[Listed records — start]
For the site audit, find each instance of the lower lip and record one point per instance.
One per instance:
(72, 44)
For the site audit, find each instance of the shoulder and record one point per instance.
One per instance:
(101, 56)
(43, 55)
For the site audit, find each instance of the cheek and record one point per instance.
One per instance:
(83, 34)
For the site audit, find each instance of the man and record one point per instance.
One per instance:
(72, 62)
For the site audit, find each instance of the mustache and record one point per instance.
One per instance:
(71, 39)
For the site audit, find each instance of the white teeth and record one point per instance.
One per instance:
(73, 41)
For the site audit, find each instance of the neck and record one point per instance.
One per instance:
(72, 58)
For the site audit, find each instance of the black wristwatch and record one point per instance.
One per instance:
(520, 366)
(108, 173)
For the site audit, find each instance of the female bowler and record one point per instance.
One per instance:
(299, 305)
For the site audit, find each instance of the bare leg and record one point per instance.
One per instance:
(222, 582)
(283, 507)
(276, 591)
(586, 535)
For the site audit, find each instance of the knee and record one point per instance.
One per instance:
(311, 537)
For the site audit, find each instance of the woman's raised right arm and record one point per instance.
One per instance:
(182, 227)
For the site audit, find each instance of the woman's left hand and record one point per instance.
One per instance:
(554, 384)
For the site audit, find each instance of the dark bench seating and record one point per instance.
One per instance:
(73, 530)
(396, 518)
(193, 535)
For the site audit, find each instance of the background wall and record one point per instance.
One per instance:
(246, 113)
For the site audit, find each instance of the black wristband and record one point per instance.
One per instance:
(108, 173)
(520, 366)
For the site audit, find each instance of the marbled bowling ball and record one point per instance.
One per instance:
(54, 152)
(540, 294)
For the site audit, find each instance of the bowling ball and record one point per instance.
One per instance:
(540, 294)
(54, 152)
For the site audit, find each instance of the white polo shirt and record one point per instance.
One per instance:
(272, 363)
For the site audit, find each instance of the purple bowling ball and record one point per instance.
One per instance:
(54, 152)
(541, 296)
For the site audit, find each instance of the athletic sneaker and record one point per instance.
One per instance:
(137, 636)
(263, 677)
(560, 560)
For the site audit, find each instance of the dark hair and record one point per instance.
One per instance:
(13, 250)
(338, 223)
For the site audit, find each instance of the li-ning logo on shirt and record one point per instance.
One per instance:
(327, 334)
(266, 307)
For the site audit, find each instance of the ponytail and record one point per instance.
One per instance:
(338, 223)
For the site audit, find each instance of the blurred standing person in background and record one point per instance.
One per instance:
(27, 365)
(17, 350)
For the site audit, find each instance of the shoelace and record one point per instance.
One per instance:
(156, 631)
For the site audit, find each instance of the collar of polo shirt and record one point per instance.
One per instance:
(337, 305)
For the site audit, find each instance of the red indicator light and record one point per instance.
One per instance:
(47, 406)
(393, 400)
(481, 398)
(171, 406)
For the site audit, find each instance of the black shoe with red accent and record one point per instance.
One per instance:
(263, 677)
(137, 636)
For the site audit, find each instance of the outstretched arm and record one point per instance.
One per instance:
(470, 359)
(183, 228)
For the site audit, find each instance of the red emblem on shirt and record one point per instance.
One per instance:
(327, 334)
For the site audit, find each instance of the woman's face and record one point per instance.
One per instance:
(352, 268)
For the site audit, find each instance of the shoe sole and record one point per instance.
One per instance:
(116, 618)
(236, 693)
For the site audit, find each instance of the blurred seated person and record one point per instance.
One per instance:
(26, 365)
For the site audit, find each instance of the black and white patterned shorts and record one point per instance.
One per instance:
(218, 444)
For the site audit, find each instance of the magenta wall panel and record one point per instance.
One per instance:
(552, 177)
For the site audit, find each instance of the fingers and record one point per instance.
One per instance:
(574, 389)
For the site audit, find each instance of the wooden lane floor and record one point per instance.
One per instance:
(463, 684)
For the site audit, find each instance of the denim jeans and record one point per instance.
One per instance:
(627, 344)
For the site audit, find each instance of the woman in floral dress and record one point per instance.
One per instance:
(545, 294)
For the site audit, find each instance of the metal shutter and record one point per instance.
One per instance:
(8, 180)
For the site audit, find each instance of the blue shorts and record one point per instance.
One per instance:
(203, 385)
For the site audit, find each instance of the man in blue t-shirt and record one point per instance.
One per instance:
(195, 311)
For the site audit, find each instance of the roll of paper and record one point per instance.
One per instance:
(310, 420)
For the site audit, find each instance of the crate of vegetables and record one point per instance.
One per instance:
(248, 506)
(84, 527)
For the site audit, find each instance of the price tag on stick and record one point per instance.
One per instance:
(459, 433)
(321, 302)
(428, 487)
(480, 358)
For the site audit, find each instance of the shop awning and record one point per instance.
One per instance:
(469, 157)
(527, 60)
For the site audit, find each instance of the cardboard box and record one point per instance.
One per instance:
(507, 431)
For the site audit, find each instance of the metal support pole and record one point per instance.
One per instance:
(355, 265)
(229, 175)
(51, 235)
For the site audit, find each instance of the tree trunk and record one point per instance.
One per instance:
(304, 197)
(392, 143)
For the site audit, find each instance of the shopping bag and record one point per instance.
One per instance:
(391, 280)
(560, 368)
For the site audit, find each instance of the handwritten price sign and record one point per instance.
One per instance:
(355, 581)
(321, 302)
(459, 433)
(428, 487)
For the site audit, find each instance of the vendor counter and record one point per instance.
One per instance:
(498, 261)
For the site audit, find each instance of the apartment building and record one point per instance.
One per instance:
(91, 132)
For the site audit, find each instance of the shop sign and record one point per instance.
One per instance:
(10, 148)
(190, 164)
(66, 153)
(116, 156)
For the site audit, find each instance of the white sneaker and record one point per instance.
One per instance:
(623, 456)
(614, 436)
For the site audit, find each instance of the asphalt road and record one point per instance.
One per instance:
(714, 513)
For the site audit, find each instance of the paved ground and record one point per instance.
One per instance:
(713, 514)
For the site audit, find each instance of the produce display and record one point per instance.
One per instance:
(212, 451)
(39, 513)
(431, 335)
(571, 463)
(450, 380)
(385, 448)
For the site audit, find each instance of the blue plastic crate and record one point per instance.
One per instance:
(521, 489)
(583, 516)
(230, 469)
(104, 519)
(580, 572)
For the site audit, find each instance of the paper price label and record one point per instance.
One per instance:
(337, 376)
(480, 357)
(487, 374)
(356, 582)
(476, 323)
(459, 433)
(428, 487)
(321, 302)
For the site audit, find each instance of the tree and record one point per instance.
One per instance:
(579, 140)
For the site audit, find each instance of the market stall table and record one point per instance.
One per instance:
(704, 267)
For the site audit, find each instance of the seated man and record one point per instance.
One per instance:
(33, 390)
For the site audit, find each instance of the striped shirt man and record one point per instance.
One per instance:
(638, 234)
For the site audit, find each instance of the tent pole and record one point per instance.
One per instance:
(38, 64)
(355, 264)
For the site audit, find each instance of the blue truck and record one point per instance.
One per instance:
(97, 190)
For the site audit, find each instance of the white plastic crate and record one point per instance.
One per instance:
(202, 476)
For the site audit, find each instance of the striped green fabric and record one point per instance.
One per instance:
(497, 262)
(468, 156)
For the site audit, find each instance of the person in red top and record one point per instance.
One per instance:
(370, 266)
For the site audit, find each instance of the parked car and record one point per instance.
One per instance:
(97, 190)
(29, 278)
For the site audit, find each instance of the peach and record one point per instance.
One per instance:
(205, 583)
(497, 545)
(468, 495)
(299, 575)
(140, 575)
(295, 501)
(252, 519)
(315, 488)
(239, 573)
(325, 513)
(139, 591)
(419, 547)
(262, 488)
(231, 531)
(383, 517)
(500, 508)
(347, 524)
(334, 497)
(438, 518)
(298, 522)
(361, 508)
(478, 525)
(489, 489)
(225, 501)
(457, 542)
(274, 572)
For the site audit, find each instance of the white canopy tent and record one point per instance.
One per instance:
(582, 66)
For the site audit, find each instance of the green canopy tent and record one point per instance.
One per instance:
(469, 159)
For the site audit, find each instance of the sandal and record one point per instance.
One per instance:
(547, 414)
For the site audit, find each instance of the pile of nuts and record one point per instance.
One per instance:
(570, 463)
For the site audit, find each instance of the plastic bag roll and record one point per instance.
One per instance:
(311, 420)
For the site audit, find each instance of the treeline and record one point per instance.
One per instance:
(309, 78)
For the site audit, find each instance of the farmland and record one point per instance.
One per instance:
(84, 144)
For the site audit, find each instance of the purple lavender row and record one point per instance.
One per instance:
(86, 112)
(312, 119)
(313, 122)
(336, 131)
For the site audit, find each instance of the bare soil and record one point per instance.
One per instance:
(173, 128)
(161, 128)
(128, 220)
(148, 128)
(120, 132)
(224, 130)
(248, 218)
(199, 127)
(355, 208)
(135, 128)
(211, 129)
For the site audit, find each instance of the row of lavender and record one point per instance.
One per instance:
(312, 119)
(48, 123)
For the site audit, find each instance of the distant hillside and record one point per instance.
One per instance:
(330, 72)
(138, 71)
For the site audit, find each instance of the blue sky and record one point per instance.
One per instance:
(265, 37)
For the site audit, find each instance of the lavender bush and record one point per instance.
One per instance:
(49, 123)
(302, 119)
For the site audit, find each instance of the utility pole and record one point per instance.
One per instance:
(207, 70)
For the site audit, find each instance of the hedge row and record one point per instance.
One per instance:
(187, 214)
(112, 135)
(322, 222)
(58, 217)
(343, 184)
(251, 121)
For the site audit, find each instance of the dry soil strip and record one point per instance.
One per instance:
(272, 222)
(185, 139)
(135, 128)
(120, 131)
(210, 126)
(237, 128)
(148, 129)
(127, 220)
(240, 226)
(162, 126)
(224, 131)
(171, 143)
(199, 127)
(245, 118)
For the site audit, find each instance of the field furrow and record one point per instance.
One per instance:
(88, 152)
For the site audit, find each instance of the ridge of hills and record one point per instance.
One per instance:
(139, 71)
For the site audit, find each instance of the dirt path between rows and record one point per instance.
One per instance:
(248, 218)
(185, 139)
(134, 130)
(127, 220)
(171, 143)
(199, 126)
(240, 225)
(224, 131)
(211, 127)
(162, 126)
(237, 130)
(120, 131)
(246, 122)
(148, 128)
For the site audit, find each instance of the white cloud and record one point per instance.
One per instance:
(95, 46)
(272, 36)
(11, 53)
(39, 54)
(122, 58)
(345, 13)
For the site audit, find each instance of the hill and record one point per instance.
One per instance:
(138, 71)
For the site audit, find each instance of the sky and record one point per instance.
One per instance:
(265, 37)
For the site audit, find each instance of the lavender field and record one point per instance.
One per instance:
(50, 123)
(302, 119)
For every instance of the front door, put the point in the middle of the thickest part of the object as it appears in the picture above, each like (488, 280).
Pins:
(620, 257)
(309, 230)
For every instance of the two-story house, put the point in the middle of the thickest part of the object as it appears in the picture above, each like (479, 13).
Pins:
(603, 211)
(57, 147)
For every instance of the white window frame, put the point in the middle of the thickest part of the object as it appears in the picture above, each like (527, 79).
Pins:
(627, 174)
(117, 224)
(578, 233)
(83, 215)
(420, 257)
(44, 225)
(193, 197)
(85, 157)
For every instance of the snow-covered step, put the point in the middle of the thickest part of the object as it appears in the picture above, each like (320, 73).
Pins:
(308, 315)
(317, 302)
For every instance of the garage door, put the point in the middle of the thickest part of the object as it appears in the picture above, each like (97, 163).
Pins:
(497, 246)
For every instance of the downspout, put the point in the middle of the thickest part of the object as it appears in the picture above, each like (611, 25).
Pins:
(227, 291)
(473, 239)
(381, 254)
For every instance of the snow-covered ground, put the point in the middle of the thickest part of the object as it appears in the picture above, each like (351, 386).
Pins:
[Listed records — finish]
Exercise requirements:
Could you write out, exactly as they stand, only the lines above that begin at the line with "For the site audit, find each instance of the mustache" and stop after the line with "For the site audit, find each instance of the bowling"?

Output below:
For the site audit, find each instance of the mustache and record one point per instance.
One per instance:
(71, 39)
For the site audit, find each instance of the white teeth and record one point per instance.
One per instance:
(73, 41)
For the site audit, find each instance of the neck and record one point per instance.
One per instance:
(72, 58)
For the site audit, find each instance of the black wristwatch and record one point per instance.
One per instance:
(520, 366)
(108, 173)
For the site audit, find each instance of the female bowler and record one point per instance.
One per instance:
(299, 305)
For the site audit, find each instance of the bare leg and record one point per instance.
One per instance:
(222, 582)
(283, 507)
(276, 591)
(586, 535)
For the site audit, find each instance of the knee and record one point per instance.
One per instance:
(311, 537)
For the site audit, find each instance of the woman's raised right arm and record one point per instance.
One per instance:
(182, 227)
For the site audit, find each instance of the woman's left hand and record one point per instance.
One per instance:
(554, 384)
For the site audit, find each instance of the dark bench seating and record one point per instance.
One per instance:
(73, 530)
(396, 518)
(193, 535)
For the site audit, find each instance of the background wall and record one point per instance.
One per instance:
(246, 113)
For the site audit, find each instance of the black wristband and record one point per instance.
One per instance:
(108, 173)
(520, 366)
For the site audit, find each instance of the marbled bowling ball and record one point per instance.
One per instance:
(54, 152)
(540, 294)
For the site audit, find each instance of the bowling ball and record one point per instance.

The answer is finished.